Without skipping anything, write out each record below exactly.

====== Provided entries ======

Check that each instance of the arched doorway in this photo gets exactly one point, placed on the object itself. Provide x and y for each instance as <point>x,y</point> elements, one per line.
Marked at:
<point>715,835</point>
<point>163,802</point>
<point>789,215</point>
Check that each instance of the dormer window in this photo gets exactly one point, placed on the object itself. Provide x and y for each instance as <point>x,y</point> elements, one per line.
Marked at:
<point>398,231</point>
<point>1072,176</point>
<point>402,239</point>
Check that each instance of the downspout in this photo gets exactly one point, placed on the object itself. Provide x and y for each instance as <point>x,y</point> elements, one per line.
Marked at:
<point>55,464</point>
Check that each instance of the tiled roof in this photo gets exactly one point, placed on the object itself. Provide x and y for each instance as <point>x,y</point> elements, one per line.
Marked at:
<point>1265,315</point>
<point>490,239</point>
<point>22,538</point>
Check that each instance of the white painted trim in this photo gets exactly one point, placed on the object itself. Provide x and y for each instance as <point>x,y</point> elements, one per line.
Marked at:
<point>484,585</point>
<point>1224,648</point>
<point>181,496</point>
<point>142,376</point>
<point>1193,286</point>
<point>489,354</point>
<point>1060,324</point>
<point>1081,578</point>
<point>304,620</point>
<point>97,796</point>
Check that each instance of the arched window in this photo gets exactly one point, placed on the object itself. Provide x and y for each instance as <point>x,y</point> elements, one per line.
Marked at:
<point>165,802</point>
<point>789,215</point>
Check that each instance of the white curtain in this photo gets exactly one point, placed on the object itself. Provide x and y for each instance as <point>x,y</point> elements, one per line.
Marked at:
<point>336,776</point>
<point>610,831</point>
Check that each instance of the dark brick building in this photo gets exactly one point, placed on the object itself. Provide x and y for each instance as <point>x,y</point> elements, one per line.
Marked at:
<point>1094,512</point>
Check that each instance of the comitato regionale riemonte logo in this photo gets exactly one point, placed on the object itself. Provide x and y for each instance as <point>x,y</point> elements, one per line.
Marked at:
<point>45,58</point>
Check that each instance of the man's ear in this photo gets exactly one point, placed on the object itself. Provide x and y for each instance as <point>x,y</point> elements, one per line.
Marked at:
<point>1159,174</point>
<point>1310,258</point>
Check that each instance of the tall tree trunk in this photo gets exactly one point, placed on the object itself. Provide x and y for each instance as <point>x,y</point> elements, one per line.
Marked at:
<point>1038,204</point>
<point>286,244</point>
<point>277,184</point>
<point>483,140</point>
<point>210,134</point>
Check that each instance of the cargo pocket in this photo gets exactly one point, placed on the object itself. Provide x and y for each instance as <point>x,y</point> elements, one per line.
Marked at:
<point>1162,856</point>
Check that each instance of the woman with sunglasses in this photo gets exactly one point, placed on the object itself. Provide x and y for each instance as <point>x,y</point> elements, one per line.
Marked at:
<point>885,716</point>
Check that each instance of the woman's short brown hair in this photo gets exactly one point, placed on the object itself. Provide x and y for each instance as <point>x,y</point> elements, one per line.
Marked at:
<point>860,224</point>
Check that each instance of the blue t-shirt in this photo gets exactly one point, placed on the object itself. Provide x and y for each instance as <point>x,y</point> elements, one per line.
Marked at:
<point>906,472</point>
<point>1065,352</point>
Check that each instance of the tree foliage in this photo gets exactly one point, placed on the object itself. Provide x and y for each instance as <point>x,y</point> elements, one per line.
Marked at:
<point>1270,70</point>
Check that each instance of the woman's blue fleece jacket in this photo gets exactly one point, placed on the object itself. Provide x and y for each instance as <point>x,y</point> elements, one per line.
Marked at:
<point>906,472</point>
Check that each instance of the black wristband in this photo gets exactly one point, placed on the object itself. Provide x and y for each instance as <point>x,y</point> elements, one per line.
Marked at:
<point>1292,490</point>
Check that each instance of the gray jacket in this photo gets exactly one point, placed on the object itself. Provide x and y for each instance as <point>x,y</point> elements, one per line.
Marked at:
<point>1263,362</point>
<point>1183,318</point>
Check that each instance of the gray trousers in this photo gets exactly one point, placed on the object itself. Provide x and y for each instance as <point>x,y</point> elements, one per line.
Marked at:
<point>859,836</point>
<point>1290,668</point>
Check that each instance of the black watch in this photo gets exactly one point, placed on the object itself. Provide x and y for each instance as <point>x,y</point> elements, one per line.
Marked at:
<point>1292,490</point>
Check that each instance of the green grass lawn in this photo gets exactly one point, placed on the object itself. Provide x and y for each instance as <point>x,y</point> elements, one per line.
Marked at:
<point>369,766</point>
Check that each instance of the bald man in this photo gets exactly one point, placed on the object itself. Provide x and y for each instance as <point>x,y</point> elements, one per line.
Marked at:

======

**Output for this task:**
Check that each instance of the arched doorway in this photo gets exactly one point, placed on the object itself. Provide x and y for each instance as <point>x,y</point> elements, one per line.
Marked at:
<point>715,835</point>
<point>163,802</point>
<point>789,215</point>
Check that each instance of the dormer window in this photo gets exactly one point, placed on the object itself. Provide x and y for each instance as <point>x,y</point> elements, one per line.
Marked at:
<point>398,231</point>
<point>1072,176</point>
<point>402,239</point>
Check that each instance of the downspout in this photo gets exactly one point, placed on the object itself. Provide x and y for each instance as <point>x,y</point> elements, one per line.
Marked at:
<point>55,464</point>
Check that each instance of the tiled roof in this photo gets exactly one point, placed on the object itself. Provide x and y for each instance as <point>x,y</point> elements, one per line.
Marked at:
<point>1265,315</point>
<point>490,239</point>
<point>22,538</point>
Check that each instance of the white painted trim in this photo gets exactly one point, placed on the object itself. Provide x and y for each instance as <point>x,y</point> elements, one per line.
Marked at:
<point>484,585</point>
<point>1224,648</point>
<point>181,496</point>
<point>142,376</point>
<point>1193,286</point>
<point>489,354</point>
<point>1060,324</point>
<point>1081,578</point>
<point>304,620</point>
<point>97,796</point>
Check that each instance of the arched window in this photo gets exactly one point, placed on the object itself. Provide x and y for each instance as <point>x,y</point> elements, one per line.
Marked at:
<point>165,802</point>
<point>789,215</point>
Check that each instance of the white curtain in this photo gets exactly one point, placed on the object itself. Provide x and y for each instance as <point>x,y</point> elements, one per line.
Marked at:
<point>336,776</point>
<point>610,831</point>
Check that each instance of the dark brick building in this photo gets exactly one point, placed on the object itself. Provide x and y for each instance as <point>x,y</point> elements, one per line.
Marked at:
<point>1094,512</point>
Check that each instance of the comitato regionale riemonte logo in this photo gets exactly one point, placed on the object itself. Provide x and y for each instance as <point>x,y</point> elements, one per line.
Marked at:
<point>45,58</point>
Check that each instance of the man's ear in this photo gets exactly one point, placed on the object itself. Provide x and y for each instance as <point>x,y</point> elements, one per line.
Marked at:
<point>1159,174</point>
<point>1310,258</point>
Check that each instance of the tall tree trunk in this photo gets exactly one point, placed on the object itself. Provide x and y for each instance as <point>x,y</point> elements, one per line.
Marked at:
<point>1038,204</point>
<point>286,244</point>
<point>277,184</point>
<point>483,140</point>
<point>210,134</point>
Check that each instance of the cargo pocket in this photo gets exactly one point, placed on the object itself. Provide x and y for each instance as <point>x,y</point> elements, one per line.
Marked at:
<point>1162,856</point>
Check that each instance of the woman with sunglasses in this photo gets exactly one point, placed on the object itself. Provide x and y for each instance as <point>x,y</point> elements, one per line.
Marked at:
<point>885,716</point>
Check that each instance of the woman's short brown hair in this photo gets exactly one point, placed on the object itself. Provide x and y for each instance as <point>x,y</point> elements, one per line.
Marked at:
<point>860,224</point>
Check that each instance of the blue t-shirt in this photo gets exactly one point, placed on the object itself. Provide x and y for each instance as <point>x,y</point> elements, one per line.
Marked at:
<point>906,472</point>
<point>1065,352</point>
Check that each instance of the tree foliage in this photo gets exactly one point, placed on the object itself. Provide x and y for each instance as <point>x,y</point> elements, one per line.
Marked at:
<point>1270,70</point>
Check that each instance of the woman's blue fleece jacket in this photo gets exactly one point, placed on the object itself. Provide x and y for each instance as <point>x,y</point> elements, one per line.
Marked at:
<point>906,472</point>
Check that each instance of the black wristband in this photo gets exactly one point, placed on the object itself. Provide x and y for each instance as <point>x,y</point> elements, one per line.
Marked at:
<point>1292,490</point>
Check that each instance of the gray jacket in this photo gets exactly one point, placed on the object itself. Provide x and y for each instance as <point>x,y</point> elements, one per line.
Marked at:
<point>1263,362</point>
<point>1183,318</point>
Check that each instance of the gray trousers in this photo gets exactly one point, placed on the object itself. Provide x and y for each instance as <point>x,y</point> elements, one per line.
Marked at:
<point>859,836</point>
<point>1290,668</point>
Check that each instance of the black watch in this photo gets exactly one point, placed on the object itself. Provide x and y for each instance as <point>x,y</point> elements, one per line.
Marked at:
<point>1292,490</point>
Check that each instance of the green grass lawn in this photo gets exactly one point, placed on the object itself. Provide x and y for each instance as <point>x,y</point> elements, one per line.
Marked at:
<point>369,766</point>
Check that each instance of the bald man in this photo gets exactly one point, placed on the object itself. Provide x and y for each instance as <point>x,y</point> elements, one per line.
Marked at:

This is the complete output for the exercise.